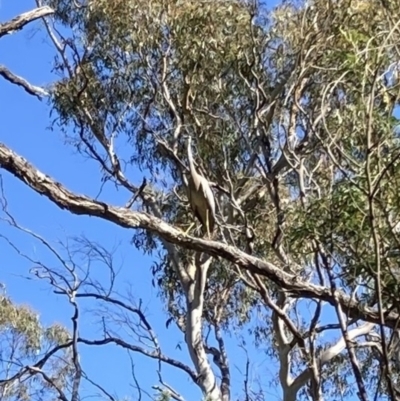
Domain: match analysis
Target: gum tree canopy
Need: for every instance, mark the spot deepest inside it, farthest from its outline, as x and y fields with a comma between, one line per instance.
x=292, y=115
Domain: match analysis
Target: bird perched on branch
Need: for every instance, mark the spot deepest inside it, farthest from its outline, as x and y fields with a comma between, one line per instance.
x=201, y=197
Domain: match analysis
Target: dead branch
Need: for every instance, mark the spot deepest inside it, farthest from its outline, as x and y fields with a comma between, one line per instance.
x=83, y=205
x=23, y=19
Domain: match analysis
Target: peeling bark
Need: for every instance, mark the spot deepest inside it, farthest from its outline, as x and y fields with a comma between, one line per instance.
x=23, y=19
x=83, y=205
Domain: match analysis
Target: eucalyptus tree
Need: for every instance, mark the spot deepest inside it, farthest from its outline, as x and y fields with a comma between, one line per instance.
x=293, y=112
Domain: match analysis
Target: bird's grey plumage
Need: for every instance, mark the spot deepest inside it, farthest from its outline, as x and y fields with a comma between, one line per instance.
x=200, y=195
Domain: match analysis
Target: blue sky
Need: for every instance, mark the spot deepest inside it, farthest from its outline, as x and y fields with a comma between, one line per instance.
x=25, y=123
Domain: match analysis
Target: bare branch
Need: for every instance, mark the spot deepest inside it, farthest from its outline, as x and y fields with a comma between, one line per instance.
x=83, y=205
x=17, y=80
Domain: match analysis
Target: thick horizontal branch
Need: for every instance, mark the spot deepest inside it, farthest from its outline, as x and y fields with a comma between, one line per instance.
x=83, y=205
x=15, y=79
x=151, y=354
x=23, y=19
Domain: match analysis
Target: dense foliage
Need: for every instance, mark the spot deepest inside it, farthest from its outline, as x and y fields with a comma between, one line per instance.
x=293, y=114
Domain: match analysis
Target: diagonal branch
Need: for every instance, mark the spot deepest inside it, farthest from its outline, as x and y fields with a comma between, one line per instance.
x=83, y=205
x=17, y=80
x=23, y=19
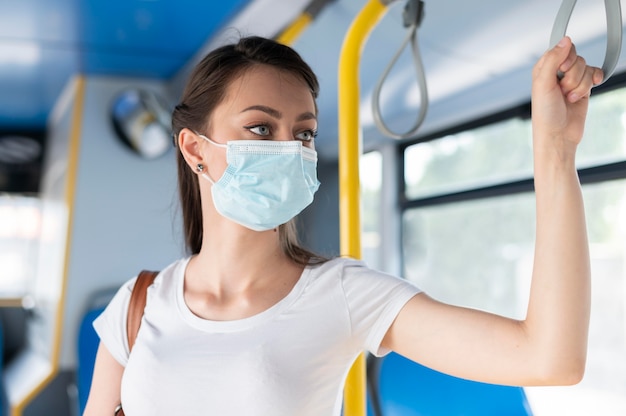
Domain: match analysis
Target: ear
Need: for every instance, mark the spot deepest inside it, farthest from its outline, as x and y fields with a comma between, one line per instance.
x=190, y=145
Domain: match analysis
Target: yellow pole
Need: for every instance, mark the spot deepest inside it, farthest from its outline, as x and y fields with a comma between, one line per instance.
x=349, y=186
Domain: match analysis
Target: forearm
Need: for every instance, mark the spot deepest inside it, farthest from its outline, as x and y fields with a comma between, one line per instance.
x=559, y=308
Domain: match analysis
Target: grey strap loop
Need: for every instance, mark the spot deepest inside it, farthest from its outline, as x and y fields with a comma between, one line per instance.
x=413, y=14
x=614, y=31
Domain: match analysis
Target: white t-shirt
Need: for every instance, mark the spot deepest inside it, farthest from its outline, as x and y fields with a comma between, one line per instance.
x=290, y=359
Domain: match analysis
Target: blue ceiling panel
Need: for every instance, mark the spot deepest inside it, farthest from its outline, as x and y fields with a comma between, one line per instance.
x=44, y=42
x=147, y=38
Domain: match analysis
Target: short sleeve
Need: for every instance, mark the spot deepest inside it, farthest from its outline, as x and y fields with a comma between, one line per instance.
x=374, y=301
x=110, y=325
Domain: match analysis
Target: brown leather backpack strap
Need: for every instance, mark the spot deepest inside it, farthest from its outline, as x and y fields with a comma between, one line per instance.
x=137, y=304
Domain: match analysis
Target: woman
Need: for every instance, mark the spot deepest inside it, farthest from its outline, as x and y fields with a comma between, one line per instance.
x=251, y=323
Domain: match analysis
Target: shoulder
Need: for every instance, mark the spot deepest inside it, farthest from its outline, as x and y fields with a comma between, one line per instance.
x=355, y=274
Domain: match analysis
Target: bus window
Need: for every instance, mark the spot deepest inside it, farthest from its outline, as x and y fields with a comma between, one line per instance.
x=371, y=182
x=440, y=235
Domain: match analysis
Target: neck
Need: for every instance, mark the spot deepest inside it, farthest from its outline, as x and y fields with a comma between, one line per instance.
x=235, y=258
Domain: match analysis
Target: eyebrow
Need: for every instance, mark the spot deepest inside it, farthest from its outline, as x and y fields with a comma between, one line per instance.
x=277, y=114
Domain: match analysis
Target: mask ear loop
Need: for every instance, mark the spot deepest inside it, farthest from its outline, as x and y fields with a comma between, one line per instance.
x=200, y=166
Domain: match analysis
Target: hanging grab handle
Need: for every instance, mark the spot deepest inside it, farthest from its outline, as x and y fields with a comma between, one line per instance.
x=613, y=26
x=412, y=15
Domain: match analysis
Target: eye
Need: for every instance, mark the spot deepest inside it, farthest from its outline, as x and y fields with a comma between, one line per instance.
x=260, y=130
x=306, y=135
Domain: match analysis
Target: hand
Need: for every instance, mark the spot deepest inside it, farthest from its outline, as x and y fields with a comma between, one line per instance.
x=559, y=106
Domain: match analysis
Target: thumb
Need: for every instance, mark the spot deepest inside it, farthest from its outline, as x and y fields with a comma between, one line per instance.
x=553, y=63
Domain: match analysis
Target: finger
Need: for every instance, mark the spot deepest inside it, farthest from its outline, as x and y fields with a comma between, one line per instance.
x=570, y=61
x=573, y=76
x=545, y=71
x=590, y=77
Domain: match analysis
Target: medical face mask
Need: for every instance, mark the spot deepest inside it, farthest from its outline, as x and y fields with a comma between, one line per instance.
x=266, y=183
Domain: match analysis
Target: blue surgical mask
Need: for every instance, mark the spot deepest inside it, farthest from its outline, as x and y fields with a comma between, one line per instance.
x=266, y=183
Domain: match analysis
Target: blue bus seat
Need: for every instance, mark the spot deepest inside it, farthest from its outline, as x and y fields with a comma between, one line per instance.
x=87, y=345
x=401, y=387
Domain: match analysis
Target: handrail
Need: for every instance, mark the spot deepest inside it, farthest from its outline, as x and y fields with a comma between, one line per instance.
x=289, y=34
x=349, y=153
x=412, y=16
x=614, y=32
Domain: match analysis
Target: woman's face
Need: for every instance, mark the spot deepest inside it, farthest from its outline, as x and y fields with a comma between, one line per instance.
x=264, y=103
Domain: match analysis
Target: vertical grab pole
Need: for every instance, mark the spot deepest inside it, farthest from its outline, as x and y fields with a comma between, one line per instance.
x=349, y=186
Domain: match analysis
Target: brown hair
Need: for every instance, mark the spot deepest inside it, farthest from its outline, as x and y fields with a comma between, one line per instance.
x=205, y=90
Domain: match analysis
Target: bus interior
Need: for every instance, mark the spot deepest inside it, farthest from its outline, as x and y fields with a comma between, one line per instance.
x=443, y=142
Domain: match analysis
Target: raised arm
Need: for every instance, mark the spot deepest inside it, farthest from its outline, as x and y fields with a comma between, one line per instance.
x=104, y=394
x=550, y=345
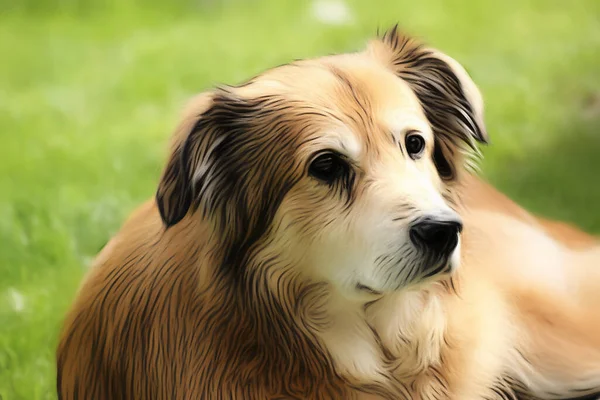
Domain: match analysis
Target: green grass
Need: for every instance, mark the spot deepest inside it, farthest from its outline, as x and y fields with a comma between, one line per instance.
x=89, y=93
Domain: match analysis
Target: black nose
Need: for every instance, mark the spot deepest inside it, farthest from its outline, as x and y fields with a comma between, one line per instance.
x=439, y=235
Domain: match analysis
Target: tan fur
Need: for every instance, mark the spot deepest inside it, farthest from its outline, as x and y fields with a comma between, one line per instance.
x=240, y=280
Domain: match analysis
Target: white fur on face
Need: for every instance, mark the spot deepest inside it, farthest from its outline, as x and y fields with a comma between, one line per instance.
x=366, y=244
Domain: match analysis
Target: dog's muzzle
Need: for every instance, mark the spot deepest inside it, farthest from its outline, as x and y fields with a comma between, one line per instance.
x=436, y=235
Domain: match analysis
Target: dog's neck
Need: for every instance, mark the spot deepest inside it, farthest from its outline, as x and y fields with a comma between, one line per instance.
x=399, y=334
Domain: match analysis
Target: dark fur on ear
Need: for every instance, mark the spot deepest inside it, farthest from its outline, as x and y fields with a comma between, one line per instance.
x=446, y=95
x=234, y=164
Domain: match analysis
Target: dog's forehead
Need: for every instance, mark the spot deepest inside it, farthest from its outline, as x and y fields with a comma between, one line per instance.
x=342, y=85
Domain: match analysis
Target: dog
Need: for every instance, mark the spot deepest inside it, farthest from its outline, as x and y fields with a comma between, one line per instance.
x=319, y=232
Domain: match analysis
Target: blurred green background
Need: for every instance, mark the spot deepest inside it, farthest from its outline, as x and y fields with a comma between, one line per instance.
x=89, y=93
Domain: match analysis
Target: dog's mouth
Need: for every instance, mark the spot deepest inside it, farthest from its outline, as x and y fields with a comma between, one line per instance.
x=442, y=269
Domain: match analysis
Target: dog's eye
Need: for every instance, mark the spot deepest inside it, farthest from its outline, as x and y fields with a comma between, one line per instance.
x=328, y=167
x=415, y=144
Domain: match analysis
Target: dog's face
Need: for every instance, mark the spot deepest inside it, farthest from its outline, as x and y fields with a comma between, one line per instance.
x=338, y=169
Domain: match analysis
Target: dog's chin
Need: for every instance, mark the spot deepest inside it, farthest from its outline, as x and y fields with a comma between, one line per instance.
x=432, y=275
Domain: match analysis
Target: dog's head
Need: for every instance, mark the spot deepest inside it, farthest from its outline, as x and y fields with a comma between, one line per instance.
x=339, y=169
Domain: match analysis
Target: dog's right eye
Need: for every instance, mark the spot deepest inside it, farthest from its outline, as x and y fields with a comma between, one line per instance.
x=328, y=167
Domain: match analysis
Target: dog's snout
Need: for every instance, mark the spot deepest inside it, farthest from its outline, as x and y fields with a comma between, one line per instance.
x=436, y=234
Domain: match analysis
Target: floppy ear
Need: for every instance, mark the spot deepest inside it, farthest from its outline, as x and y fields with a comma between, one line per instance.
x=451, y=101
x=174, y=194
x=205, y=164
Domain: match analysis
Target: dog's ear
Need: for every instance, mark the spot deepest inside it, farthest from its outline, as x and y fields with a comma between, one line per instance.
x=450, y=99
x=198, y=171
x=174, y=194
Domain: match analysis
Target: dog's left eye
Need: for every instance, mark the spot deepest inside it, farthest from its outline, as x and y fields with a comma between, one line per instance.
x=415, y=144
x=328, y=167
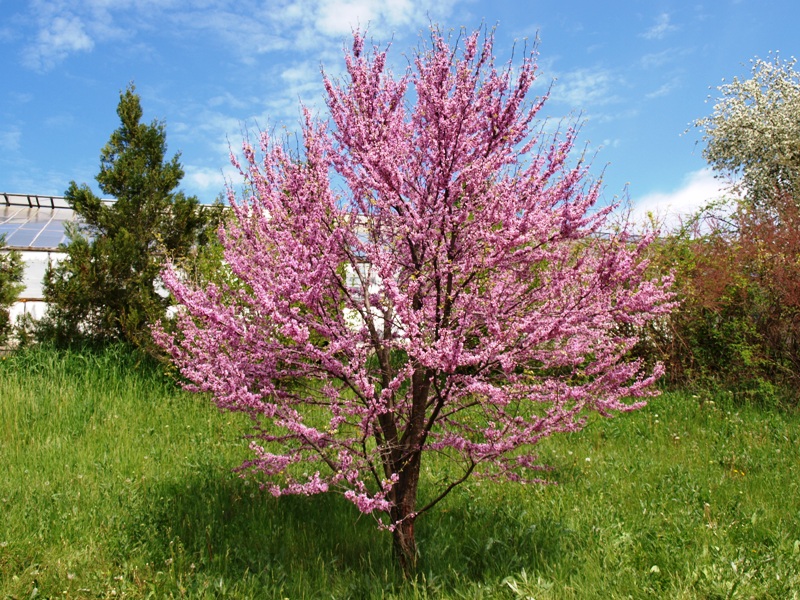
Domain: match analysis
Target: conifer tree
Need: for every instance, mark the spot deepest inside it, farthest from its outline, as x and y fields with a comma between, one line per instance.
x=107, y=287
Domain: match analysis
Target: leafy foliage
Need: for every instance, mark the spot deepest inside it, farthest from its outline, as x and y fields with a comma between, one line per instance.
x=738, y=263
x=754, y=131
x=11, y=271
x=450, y=296
x=107, y=287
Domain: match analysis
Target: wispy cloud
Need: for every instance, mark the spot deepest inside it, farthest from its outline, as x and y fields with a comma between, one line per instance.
x=63, y=36
x=587, y=88
x=670, y=207
x=10, y=140
x=660, y=29
x=665, y=89
x=249, y=28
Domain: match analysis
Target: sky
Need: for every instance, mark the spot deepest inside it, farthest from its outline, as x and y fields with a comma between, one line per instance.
x=634, y=74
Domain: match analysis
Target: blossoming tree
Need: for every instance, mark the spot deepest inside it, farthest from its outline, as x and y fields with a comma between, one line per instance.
x=427, y=275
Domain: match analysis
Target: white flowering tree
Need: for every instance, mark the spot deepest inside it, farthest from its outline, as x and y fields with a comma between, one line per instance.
x=753, y=133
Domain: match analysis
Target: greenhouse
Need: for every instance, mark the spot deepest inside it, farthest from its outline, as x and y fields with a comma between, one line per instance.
x=34, y=225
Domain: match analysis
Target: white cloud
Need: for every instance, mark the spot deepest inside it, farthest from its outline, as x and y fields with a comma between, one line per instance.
x=664, y=89
x=61, y=37
x=660, y=29
x=203, y=181
x=586, y=88
x=10, y=140
x=696, y=190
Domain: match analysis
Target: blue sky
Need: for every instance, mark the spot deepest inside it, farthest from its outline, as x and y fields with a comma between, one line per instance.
x=637, y=72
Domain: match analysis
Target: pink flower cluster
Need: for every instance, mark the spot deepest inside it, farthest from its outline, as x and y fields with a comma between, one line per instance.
x=427, y=274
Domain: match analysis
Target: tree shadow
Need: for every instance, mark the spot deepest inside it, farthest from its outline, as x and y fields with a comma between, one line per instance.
x=226, y=527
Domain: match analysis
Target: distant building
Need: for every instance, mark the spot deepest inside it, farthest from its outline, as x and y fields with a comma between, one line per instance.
x=34, y=225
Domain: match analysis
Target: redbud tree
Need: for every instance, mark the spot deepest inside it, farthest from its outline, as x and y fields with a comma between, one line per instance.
x=425, y=275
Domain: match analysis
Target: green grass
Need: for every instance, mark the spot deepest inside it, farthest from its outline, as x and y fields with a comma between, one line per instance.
x=115, y=484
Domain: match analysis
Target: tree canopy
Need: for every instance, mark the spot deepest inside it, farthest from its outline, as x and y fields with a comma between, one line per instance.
x=107, y=287
x=753, y=132
x=426, y=276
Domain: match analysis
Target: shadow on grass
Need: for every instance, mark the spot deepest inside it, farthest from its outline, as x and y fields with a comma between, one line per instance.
x=224, y=528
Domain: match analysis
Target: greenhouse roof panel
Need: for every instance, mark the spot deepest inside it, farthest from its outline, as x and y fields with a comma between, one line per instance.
x=34, y=222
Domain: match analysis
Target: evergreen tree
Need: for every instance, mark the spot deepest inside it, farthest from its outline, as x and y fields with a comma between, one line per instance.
x=107, y=287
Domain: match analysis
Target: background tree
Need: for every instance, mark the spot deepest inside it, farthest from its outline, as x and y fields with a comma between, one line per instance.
x=738, y=268
x=753, y=133
x=449, y=295
x=107, y=287
x=11, y=271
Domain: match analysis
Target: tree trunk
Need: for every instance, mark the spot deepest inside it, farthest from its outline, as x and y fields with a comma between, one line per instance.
x=403, y=515
x=405, y=546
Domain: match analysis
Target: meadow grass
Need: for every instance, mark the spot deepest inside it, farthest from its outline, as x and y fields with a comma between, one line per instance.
x=113, y=483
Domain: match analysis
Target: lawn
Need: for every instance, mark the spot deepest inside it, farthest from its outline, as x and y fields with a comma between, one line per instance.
x=113, y=483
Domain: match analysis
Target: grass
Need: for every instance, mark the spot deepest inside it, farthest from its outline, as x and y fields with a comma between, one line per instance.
x=115, y=484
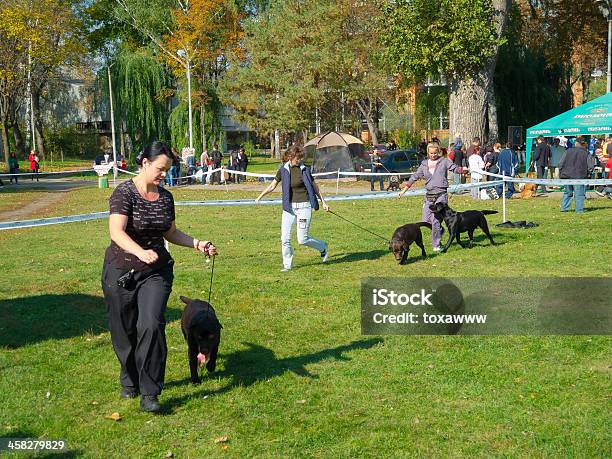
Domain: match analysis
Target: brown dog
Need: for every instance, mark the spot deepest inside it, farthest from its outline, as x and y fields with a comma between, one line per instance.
x=528, y=190
x=403, y=237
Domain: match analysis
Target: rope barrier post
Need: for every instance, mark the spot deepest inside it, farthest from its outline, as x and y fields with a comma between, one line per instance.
x=338, y=182
x=504, y=198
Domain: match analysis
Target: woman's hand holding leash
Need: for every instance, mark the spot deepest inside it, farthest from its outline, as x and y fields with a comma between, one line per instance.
x=206, y=247
x=148, y=256
x=401, y=193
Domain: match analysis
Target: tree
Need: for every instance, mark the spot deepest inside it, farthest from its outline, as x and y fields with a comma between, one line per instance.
x=569, y=33
x=457, y=39
x=13, y=61
x=195, y=33
x=54, y=42
x=304, y=60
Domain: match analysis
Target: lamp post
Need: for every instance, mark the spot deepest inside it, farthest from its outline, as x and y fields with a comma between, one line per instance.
x=606, y=8
x=183, y=54
x=110, y=92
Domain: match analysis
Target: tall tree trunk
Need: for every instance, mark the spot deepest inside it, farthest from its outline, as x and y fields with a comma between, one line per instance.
x=5, y=141
x=37, y=128
x=469, y=92
x=366, y=112
x=203, y=126
x=4, y=119
x=492, y=114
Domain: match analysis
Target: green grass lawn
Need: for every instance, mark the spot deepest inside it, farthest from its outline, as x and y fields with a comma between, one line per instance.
x=295, y=376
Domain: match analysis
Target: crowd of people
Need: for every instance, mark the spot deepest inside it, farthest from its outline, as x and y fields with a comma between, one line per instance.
x=186, y=169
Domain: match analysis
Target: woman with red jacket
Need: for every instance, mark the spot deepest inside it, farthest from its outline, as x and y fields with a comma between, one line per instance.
x=34, y=166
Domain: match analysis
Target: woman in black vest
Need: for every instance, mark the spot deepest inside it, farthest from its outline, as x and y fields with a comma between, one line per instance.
x=300, y=194
x=137, y=274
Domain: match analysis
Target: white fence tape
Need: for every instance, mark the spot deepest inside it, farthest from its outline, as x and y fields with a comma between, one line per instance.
x=41, y=173
x=557, y=182
x=231, y=203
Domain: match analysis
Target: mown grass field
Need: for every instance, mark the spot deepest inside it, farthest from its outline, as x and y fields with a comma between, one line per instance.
x=295, y=376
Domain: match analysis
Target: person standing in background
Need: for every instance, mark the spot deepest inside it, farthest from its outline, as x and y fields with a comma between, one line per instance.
x=542, y=160
x=13, y=167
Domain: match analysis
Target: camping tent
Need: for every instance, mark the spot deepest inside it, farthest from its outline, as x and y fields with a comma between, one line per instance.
x=333, y=151
x=592, y=118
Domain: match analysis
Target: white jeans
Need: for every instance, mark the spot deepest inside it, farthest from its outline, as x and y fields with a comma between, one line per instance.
x=302, y=212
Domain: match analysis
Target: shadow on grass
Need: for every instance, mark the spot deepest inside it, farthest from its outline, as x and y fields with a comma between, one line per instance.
x=32, y=319
x=16, y=435
x=359, y=256
x=257, y=363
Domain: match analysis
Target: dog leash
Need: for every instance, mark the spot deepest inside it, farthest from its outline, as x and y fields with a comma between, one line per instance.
x=212, y=271
x=360, y=227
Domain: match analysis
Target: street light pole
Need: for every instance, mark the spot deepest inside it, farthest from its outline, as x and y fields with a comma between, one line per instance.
x=609, y=85
x=189, y=98
x=606, y=8
x=182, y=53
x=110, y=91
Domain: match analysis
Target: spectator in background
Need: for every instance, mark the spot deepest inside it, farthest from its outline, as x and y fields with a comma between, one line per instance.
x=13, y=167
x=174, y=172
x=375, y=159
x=34, y=164
x=556, y=153
x=459, y=161
x=216, y=156
x=243, y=163
x=476, y=163
x=574, y=165
x=542, y=160
x=190, y=166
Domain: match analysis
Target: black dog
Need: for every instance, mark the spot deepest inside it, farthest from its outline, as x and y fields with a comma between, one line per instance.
x=403, y=237
x=202, y=331
x=460, y=222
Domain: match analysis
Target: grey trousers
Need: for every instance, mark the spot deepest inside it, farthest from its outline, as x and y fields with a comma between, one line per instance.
x=137, y=325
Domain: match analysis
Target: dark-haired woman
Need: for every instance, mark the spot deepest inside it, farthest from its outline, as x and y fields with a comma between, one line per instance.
x=137, y=274
x=300, y=193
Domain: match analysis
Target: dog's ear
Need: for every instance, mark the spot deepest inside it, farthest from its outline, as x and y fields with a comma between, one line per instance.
x=185, y=300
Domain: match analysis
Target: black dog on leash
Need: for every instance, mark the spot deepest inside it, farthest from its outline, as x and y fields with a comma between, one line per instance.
x=403, y=237
x=460, y=222
x=202, y=331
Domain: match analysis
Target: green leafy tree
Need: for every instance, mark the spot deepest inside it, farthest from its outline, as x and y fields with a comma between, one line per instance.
x=304, y=61
x=456, y=39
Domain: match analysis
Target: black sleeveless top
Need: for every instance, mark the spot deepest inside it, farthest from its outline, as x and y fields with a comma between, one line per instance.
x=147, y=221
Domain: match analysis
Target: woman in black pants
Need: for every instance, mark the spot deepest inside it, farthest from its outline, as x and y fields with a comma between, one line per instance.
x=137, y=274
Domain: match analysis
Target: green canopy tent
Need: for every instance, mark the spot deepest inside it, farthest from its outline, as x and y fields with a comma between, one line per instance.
x=592, y=118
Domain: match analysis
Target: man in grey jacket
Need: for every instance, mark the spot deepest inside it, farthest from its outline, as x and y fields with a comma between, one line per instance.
x=574, y=165
x=434, y=170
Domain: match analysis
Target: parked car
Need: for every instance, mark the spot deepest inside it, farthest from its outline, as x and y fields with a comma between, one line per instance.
x=395, y=161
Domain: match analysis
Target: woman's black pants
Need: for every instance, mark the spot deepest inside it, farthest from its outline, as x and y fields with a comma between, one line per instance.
x=137, y=325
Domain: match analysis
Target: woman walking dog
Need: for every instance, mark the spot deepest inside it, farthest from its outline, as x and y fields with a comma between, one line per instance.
x=300, y=194
x=137, y=275
x=434, y=170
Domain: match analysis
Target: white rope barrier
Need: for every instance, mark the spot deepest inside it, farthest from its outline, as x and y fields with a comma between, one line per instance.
x=39, y=173
x=227, y=203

- - - -

▶ **Instruction**
Tally the lines in the data above that contain the string "foliage", treating case as significant, and give only the number.

▶ **The completed task**
2